• **WHAT TO PRODUCE**: Rewrite the records from the start up to and including the line with "1214;450;1300;505", changing "documentation" to "notes" and leaving everything else as it is.

:::

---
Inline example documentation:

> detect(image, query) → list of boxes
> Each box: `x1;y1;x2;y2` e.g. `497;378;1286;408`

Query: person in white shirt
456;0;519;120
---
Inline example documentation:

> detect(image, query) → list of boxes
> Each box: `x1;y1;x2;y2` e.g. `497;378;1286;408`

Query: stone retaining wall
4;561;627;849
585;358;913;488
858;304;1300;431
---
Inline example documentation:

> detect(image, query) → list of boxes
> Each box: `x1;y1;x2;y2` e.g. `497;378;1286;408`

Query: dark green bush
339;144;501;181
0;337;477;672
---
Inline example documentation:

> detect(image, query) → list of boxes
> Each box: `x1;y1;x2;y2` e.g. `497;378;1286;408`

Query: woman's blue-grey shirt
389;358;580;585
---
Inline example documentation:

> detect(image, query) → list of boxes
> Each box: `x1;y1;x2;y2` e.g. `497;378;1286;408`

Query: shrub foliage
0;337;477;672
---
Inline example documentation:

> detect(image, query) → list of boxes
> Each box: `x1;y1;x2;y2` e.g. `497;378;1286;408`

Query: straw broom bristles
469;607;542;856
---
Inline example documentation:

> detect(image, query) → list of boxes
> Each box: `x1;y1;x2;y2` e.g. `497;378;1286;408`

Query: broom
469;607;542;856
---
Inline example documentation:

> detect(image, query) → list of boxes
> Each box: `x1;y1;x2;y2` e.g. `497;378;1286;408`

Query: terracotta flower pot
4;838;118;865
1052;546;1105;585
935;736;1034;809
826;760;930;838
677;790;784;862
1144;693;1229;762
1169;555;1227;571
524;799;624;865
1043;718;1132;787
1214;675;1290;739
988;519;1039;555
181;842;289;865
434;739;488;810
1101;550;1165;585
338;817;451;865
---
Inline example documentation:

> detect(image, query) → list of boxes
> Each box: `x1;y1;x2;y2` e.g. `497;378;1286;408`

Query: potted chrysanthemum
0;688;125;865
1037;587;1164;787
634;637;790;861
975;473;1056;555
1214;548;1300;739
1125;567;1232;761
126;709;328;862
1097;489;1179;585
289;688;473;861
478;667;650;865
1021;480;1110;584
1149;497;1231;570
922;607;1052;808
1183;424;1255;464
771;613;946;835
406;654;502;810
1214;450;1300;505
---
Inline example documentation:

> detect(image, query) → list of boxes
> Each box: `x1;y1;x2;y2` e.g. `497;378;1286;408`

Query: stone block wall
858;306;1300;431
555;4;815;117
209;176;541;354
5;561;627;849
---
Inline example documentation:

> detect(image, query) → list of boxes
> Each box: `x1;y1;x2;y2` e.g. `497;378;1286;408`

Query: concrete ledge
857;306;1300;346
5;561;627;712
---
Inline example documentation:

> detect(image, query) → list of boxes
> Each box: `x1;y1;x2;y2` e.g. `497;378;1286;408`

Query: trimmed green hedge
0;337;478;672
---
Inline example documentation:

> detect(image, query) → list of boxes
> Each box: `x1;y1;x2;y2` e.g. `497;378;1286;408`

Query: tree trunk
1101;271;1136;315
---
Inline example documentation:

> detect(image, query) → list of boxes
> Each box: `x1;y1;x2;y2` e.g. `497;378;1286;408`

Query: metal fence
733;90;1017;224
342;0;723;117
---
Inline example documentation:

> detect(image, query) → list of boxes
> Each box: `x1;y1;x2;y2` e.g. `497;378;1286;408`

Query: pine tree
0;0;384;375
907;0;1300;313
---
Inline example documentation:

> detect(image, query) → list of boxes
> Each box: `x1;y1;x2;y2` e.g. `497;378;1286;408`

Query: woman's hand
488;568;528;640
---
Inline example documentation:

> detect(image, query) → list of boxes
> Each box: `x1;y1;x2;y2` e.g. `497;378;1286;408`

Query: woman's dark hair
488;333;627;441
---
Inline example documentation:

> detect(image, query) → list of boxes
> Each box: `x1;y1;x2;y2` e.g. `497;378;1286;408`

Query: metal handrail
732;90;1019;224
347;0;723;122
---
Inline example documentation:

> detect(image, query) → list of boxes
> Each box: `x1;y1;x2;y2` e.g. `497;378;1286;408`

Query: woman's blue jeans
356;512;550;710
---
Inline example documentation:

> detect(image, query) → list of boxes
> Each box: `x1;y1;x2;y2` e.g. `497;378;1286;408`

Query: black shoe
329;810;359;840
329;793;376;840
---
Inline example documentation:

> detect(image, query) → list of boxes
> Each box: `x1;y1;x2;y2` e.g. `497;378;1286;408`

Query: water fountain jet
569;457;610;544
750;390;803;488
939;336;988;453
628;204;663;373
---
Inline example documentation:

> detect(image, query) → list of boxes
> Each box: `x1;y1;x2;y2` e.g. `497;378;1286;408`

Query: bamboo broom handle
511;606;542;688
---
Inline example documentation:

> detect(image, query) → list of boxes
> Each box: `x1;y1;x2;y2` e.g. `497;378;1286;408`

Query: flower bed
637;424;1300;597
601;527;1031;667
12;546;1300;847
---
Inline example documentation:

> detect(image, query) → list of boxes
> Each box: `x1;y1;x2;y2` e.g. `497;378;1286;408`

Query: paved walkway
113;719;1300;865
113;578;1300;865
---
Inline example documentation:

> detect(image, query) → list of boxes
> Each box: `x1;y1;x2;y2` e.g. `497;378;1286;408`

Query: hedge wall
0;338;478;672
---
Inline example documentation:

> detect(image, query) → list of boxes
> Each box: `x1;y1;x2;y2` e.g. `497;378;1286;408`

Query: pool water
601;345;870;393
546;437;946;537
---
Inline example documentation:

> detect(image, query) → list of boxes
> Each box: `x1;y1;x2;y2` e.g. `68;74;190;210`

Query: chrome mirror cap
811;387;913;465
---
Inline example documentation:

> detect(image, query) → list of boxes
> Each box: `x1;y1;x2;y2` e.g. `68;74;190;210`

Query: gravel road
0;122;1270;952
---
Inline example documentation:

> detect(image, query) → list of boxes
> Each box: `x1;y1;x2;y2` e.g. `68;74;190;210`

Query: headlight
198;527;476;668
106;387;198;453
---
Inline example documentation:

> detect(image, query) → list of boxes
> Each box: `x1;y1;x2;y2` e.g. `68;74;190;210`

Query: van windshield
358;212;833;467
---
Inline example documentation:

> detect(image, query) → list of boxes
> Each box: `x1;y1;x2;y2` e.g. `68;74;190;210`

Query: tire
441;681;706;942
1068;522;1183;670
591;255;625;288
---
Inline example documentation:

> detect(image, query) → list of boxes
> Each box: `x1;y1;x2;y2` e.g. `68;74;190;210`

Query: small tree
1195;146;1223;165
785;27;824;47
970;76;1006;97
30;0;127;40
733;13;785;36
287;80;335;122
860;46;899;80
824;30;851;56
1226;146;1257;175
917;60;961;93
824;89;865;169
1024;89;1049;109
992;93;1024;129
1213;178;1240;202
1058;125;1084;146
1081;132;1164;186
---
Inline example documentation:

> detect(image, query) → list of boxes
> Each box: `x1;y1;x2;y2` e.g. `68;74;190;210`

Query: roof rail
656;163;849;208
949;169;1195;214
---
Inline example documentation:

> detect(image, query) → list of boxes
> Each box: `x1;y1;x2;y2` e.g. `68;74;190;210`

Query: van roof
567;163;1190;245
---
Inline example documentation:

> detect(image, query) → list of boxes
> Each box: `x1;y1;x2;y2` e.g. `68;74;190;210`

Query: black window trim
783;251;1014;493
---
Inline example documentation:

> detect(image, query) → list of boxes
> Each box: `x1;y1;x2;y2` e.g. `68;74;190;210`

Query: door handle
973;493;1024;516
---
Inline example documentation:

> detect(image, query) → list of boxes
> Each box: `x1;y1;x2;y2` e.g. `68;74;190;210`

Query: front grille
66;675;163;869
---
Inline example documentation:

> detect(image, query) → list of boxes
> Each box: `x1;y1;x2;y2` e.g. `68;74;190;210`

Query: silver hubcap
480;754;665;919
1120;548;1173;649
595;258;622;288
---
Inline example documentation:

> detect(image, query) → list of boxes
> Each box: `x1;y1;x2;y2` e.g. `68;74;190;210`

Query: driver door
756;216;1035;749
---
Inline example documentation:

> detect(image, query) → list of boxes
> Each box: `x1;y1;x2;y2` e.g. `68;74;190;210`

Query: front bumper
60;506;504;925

:::

• **EXERCISE ANSWER**:
---
Inline example notes:

> detect(image, query) → list of boxes
> Each box: `x1;y1;x2;y2` e.g. `497;378;1286;408`

Query: person in white shirt
456;0;519;120
---
Inline example notes:

> detect(image, query) → list of boxes
> Each box: `x1;y1;x2;y2` e.g. `497;378;1286;408`

Query: stone retaining wall
4;561;627;849
585;358;913;488
858;304;1300;431
---
Inline example notes:

> detect(image, query) → list of boxes
> Each box: `x1;y1;x2;y2` e.g. `497;378;1286;408`

Query: dark green bush
339;144;501;181
0;337;477;672
---
Inline example notes:

> detect(image, query) → list of boxes
> Each box: `x1;y1;x2;y2` e.g. `497;378;1286;408`

Query: woman's blue-grey shirt
389;358;580;585
---
Inline example notes:

> detect(image, query) → list of boxes
> Each box: `x1;y1;x2;y2` e.g. `497;378;1286;408`

Query: shrub foliage
0;337;477;672
---
Inline example notes:

> detect(image, query) → list of boxes
> Each box: `x1;y1;x2;y2` e.g. `497;378;1286;408`

Query: straw broom bristles
469;607;542;856
---
Inline example notes:

> detect(image, query) → list of boxes
> Each box: `x1;y1;x2;y2` e.g. `497;378;1286;408`

Query: broom
469;607;542;856
---
Inline example notes:

> detect(image, query) → list of boxes
> Each box: `x1;y1;x2;y2` e.g. `497;378;1286;408`

Query: terracotta flower pot
4;838;118;865
1052;546;1105;585
935;736;1034;809
826;760;930;838
677;790;784;862
1144;693;1229;762
1169;555;1227;571
524;799;624;865
1043;718;1132;787
1214;675;1290;739
988;519;1039;555
181;842;289;865
434;739;488;810
1101;550;1165;585
338;817;451;865
---
Inline example notes:

> detect(image, query) → list of boxes
> Each box: `x1;y1;x2;y2` e.g. `497;378;1286;408`

Query: potted chrysanthemum
0;688;125;865
1037;587;1164;787
634;637;790;861
975;473;1056;555
1214;548;1300;739
1125;567;1232;761
126;709;328;862
1097;489;1179;585
289;688;473;861
478;667;650;865
1021;480;1110;584
1149;497;1231;570
922;607;1052;808
1183;424;1255;464
771;613;946;835
406;654;502;810
1214;450;1300;505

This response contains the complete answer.